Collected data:
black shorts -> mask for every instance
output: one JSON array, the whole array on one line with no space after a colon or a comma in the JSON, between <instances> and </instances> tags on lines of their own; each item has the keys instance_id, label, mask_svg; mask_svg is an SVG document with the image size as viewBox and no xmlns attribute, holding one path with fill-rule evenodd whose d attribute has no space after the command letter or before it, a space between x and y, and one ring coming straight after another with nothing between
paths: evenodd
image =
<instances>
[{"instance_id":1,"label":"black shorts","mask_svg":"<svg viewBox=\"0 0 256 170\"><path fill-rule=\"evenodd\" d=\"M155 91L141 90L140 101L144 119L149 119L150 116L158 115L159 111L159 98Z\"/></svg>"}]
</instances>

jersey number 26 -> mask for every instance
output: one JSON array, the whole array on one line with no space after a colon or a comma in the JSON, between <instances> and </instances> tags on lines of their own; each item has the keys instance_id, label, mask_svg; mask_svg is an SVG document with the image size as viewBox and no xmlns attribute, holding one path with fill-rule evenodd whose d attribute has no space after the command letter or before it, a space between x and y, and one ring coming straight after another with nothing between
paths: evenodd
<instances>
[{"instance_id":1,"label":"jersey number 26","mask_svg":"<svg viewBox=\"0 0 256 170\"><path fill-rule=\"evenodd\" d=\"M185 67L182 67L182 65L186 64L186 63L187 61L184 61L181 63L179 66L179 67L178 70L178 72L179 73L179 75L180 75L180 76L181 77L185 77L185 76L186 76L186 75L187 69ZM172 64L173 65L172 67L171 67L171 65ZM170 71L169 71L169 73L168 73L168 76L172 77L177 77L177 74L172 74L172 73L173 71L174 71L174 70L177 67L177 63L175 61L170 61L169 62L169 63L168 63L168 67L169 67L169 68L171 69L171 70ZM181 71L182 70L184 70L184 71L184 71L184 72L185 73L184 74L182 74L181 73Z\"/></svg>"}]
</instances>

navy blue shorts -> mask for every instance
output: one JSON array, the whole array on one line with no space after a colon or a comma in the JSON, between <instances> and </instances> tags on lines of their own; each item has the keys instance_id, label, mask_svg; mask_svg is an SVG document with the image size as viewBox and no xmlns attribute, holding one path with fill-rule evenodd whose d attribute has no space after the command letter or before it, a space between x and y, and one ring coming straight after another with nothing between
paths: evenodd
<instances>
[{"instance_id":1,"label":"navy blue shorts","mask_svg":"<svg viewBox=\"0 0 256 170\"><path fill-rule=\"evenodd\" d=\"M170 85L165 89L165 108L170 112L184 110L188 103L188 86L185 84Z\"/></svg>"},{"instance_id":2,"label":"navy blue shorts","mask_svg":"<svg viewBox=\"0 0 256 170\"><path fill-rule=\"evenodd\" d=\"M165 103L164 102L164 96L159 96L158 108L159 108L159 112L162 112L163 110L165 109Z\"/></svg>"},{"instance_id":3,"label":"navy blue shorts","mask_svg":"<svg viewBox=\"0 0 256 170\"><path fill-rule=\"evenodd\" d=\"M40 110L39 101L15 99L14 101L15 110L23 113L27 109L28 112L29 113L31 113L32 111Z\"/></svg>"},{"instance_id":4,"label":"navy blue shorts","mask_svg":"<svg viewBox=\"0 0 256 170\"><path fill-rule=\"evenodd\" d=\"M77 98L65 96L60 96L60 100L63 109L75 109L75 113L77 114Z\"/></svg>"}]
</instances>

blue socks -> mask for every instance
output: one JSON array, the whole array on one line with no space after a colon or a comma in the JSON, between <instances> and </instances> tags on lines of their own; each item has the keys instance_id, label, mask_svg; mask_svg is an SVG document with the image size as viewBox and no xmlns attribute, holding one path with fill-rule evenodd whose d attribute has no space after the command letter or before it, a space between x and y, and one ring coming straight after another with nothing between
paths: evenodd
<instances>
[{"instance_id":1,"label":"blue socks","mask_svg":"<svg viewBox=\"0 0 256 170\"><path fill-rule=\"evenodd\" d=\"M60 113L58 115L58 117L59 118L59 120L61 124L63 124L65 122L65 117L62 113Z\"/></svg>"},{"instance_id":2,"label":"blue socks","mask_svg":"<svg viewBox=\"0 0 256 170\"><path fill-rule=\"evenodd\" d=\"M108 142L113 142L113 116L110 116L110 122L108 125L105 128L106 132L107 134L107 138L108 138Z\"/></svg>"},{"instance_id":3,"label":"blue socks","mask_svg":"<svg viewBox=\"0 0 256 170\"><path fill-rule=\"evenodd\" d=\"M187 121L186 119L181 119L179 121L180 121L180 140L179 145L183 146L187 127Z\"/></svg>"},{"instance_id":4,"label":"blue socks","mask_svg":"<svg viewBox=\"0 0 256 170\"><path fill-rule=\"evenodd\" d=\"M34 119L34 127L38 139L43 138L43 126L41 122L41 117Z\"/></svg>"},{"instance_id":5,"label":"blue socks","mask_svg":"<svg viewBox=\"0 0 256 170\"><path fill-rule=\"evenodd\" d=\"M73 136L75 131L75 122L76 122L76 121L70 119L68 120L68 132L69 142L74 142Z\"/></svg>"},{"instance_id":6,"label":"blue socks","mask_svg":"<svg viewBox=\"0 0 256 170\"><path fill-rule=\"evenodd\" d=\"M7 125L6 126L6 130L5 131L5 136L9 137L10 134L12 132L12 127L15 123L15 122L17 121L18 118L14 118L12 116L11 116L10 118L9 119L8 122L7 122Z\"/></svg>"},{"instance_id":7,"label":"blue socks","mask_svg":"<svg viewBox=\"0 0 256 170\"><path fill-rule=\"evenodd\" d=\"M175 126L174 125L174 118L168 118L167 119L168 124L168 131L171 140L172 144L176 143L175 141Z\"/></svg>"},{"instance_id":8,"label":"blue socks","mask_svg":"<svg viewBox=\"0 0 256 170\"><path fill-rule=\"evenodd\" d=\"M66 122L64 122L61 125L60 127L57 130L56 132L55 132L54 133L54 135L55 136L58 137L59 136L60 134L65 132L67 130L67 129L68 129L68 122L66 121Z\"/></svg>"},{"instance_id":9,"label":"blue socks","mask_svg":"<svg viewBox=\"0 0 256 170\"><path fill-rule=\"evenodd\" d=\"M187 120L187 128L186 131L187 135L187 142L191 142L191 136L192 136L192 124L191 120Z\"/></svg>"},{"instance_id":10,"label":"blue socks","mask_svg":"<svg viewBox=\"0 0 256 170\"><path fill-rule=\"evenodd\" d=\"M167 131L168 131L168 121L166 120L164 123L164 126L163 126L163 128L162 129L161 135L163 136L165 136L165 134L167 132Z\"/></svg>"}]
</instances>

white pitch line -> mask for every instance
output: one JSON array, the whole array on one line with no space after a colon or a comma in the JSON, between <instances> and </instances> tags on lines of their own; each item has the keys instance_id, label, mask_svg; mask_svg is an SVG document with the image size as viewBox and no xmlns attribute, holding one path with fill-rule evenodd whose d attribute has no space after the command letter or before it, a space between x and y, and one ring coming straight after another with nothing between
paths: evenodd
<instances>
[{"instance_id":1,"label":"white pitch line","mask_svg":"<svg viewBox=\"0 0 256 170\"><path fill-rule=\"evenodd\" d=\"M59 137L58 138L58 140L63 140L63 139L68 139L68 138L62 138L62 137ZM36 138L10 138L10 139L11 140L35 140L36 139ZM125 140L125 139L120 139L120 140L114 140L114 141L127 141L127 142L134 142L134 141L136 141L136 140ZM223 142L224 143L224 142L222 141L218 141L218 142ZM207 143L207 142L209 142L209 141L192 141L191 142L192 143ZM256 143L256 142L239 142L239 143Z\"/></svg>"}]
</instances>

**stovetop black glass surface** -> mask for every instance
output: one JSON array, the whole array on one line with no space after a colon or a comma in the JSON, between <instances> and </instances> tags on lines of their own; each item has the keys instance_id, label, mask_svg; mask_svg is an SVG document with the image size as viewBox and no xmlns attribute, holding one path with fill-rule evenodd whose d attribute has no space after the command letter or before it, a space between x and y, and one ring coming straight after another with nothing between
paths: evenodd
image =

• **Short problem**: Exact repetition is required for the lines from the one that contains "white pitch line -> mask for every instance" through the final line; leave out everything else.

• **Solution**:
white pitch line -> mask for every instance
output: one JSON array, the whole array on one line with no space after a colon or a comma in the JSON, between <instances> and </instances> tags on lines of their own; each item has the keys instance_id, label, mask_svg; mask_svg is an SVG document with the image size as viewBox and no xmlns attribute, holding one path with fill-rule evenodd whose d attribute has no space after the command letter or before it, a space between x and y, and one ring coming straight after another with nothing between
paths: evenodd
<instances>
[{"instance_id":1,"label":"white pitch line","mask_svg":"<svg viewBox=\"0 0 256 170\"><path fill-rule=\"evenodd\" d=\"M59 137L58 138L58 140L63 140L63 139L68 139L68 138L62 138L62 137ZM36 138L10 138L10 139L11 140L35 140L36 139ZM125 140L125 139L120 139L120 140L114 140L114 141L127 141L127 142L134 142L134 141L136 141L136 140ZM223 142L224 143L224 142L222 141L218 141L218 142ZM207 143L207 142L209 142L209 141L192 141L191 142L192 143ZM256 143L256 142L239 142L239 143Z\"/></svg>"}]
</instances>

**stovetop black glass surface** -> mask for every instance
output: one JSON array, the whole array on one line with no space after a colon or a comma in the JSON, between <instances> and </instances> tags on lines of their own; each item has the keys instance_id, label, mask_svg; mask_svg is an SVG document with the image size as viewBox and no xmlns attribute, holding one path with fill-rule evenodd whose d attribute has no space after the command letter or before it, a space between x and y, and one ring coming straight after another with nothing between
paths: evenodd
image =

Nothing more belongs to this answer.